*** Page extract ***

The Wimborne Madonna, also known as the Madonna del Latte ("Madonna of the milk") or La Vierge allaitant l'Enfant avec huit anges musiciens ("Virgin nursing the Child with eight angel musicians"), is an oil painting by the Italian Renaissance artist Marco Zoppo, dated to 1455. It was owned by Lord Wimborne and displayed at Canford Manor in the 19th century, and has been held by the Louvre in Paris since 1980.

The work measures 89 × 72 cm. It was painted on a wooden board and transferred to canvas in the 18th century. The artist's signature, on a cartellino to the left at the bottom of the painting, indicates the work was made in 1455 when Marco Zoppo was working in the workshop of Francesco Squarcione in Padua: "OPERA DEL ZOPPO DI SQUARCIONE". A second cartellino to the right is not legible.

***

[Task 1] What are the dimensions of the painting, according to the Wimborne Madonna text?

*** Data shown ***

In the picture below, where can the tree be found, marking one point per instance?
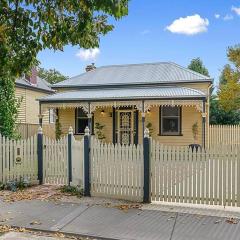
(229, 90)
(197, 65)
(51, 75)
(29, 26)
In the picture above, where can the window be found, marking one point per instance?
(170, 121)
(81, 121)
(52, 116)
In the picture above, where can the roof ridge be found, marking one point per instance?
(134, 64)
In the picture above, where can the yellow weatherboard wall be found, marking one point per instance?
(29, 107)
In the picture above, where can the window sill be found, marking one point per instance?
(172, 135)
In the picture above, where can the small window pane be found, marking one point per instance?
(170, 125)
(170, 120)
(81, 113)
(170, 111)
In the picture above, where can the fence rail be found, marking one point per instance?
(117, 170)
(224, 135)
(207, 176)
(177, 174)
(18, 159)
(27, 130)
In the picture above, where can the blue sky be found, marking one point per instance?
(206, 29)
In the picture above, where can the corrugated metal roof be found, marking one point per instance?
(41, 84)
(164, 72)
(130, 93)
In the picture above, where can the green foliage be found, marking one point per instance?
(9, 105)
(51, 75)
(195, 130)
(58, 129)
(72, 190)
(28, 27)
(197, 65)
(99, 131)
(229, 89)
(219, 116)
(15, 185)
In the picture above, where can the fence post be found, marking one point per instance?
(40, 154)
(147, 175)
(86, 162)
(70, 135)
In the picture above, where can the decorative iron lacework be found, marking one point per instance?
(142, 106)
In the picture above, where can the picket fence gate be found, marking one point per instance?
(224, 135)
(18, 159)
(206, 176)
(116, 170)
(77, 162)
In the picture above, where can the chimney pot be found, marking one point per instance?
(90, 67)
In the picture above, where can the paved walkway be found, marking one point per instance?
(111, 223)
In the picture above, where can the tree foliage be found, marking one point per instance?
(229, 89)
(51, 75)
(29, 26)
(197, 65)
(219, 116)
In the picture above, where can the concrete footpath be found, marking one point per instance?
(152, 222)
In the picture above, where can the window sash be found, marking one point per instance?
(170, 117)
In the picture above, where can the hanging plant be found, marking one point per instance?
(150, 128)
(99, 131)
(58, 129)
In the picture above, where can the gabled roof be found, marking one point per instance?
(158, 92)
(42, 84)
(132, 74)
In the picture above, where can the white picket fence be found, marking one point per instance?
(224, 135)
(210, 176)
(77, 162)
(55, 160)
(18, 159)
(116, 170)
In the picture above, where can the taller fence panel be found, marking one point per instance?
(18, 159)
(55, 160)
(207, 176)
(27, 130)
(116, 170)
(224, 135)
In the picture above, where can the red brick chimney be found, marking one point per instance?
(33, 77)
(90, 67)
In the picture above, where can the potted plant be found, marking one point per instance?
(99, 131)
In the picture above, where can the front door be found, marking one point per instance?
(125, 127)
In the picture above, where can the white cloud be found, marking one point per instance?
(228, 17)
(236, 10)
(88, 54)
(189, 25)
(146, 31)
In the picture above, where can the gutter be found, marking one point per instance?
(34, 88)
(122, 99)
(93, 86)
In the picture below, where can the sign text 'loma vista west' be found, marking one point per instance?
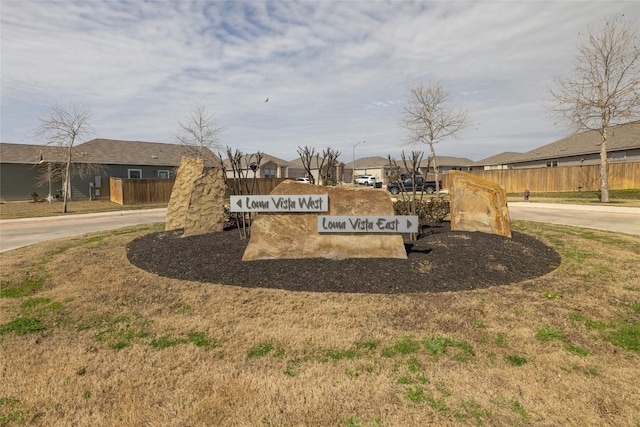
(280, 203)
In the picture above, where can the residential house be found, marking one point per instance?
(623, 145)
(269, 167)
(376, 166)
(25, 167)
(446, 164)
(335, 176)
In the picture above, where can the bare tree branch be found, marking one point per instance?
(429, 118)
(604, 87)
(63, 127)
(200, 131)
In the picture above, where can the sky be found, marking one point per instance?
(335, 72)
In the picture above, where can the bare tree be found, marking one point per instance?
(240, 165)
(604, 87)
(307, 154)
(330, 156)
(200, 131)
(63, 128)
(429, 118)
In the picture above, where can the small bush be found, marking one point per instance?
(23, 326)
(428, 211)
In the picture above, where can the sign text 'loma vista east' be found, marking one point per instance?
(368, 224)
(326, 223)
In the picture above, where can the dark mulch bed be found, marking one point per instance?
(440, 260)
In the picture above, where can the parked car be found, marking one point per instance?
(428, 187)
(366, 180)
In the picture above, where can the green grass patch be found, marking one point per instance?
(118, 338)
(260, 350)
(414, 365)
(33, 302)
(626, 336)
(11, 411)
(28, 286)
(547, 333)
(472, 410)
(415, 394)
(167, 341)
(23, 326)
(589, 323)
(515, 360)
(577, 350)
(501, 339)
(369, 345)
(439, 345)
(199, 339)
(337, 355)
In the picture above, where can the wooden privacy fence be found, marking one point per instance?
(566, 178)
(262, 185)
(133, 191)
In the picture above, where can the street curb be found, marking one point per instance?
(81, 216)
(593, 208)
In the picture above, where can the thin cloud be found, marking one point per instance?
(335, 72)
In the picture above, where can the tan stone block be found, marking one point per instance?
(190, 169)
(295, 235)
(205, 212)
(478, 205)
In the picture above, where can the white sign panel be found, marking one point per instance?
(281, 203)
(368, 224)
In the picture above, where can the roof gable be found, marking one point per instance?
(111, 151)
(619, 137)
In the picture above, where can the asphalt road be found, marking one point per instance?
(22, 232)
(15, 233)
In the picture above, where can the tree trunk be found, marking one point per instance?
(65, 184)
(435, 170)
(604, 169)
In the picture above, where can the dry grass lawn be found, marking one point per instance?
(87, 339)
(14, 210)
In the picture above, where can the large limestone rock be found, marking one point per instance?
(205, 212)
(295, 235)
(478, 205)
(190, 169)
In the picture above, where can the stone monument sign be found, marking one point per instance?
(288, 235)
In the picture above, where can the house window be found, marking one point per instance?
(134, 173)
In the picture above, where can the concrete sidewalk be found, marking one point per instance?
(619, 219)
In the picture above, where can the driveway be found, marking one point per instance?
(22, 232)
(15, 233)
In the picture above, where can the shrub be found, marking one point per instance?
(428, 211)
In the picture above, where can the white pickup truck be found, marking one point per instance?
(366, 180)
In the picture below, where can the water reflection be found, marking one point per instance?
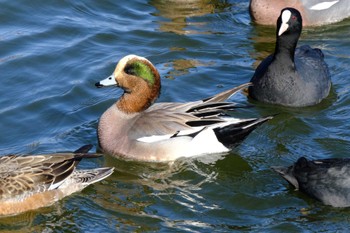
(176, 13)
(182, 67)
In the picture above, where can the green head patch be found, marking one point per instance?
(142, 70)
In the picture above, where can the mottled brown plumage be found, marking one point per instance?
(32, 181)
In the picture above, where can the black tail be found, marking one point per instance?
(232, 135)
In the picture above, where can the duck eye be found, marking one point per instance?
(129, 70)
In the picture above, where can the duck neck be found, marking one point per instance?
(138, 99)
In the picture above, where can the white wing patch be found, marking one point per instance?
(323, 5)
(157, 138)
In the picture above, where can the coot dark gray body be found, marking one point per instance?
(291, 77)
(327, 180)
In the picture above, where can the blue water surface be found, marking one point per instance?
(52, 53)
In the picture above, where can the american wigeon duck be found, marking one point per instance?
(291, 77)
(314, 12)
(135, 128)
(327, 180)
(33, 181)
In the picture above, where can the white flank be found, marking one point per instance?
(206, 142)
(323, 5)
(157, 138)
(154, 138)
(285, 18)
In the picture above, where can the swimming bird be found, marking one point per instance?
(327, 180)
(314, 12)
(137, 128)
(33, 181)
(291, 77)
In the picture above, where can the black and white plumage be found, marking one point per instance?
(291, 77)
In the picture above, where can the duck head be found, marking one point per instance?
(140, 81)
(289, 26)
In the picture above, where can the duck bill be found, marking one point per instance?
(283, 28)
(109, 81)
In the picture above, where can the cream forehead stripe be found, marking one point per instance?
(286, 14)
(124, 60)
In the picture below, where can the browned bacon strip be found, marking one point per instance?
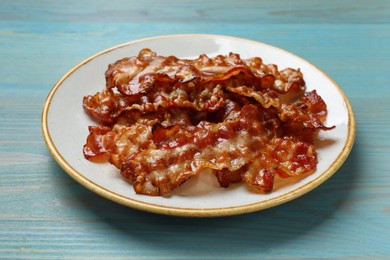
(164, 119)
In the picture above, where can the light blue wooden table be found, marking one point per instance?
(46, 214)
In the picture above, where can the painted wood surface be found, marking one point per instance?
(46, 214)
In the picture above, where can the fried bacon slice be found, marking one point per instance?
(163, 120)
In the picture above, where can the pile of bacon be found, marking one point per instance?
(163, 120)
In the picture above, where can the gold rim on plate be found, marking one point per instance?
(188, 211)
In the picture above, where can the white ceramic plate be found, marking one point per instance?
(65, 123)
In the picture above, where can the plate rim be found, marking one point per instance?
(194, 212)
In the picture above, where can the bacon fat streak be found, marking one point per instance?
(162, 120)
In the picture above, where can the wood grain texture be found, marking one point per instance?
(45, 214)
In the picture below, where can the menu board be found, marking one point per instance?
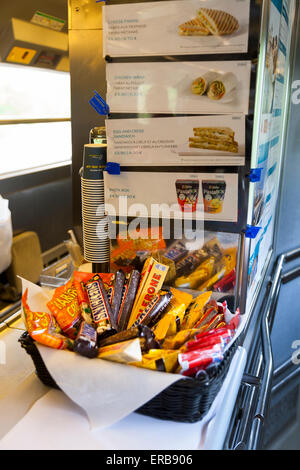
(176, 28)
(201, 196)
(179, 87)
(269, 152)
(177, 141)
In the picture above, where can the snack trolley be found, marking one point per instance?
(253, 196)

***

[Task 2] Show every line of the records that contains the word "window".

[Reply 1] 89 × 72 cm.

[Reply 2]
In the picture above, where can the window be found, marking one point per instance?
In the picture above, where can the window sill be found, marking one point per instance?
In the picture above, where can the small window pane be found, marking one point per instance?
In the picture above, where can the window sash be found, marking one point per instance?
In the picture above, where can the house window be found, marking one point per instance?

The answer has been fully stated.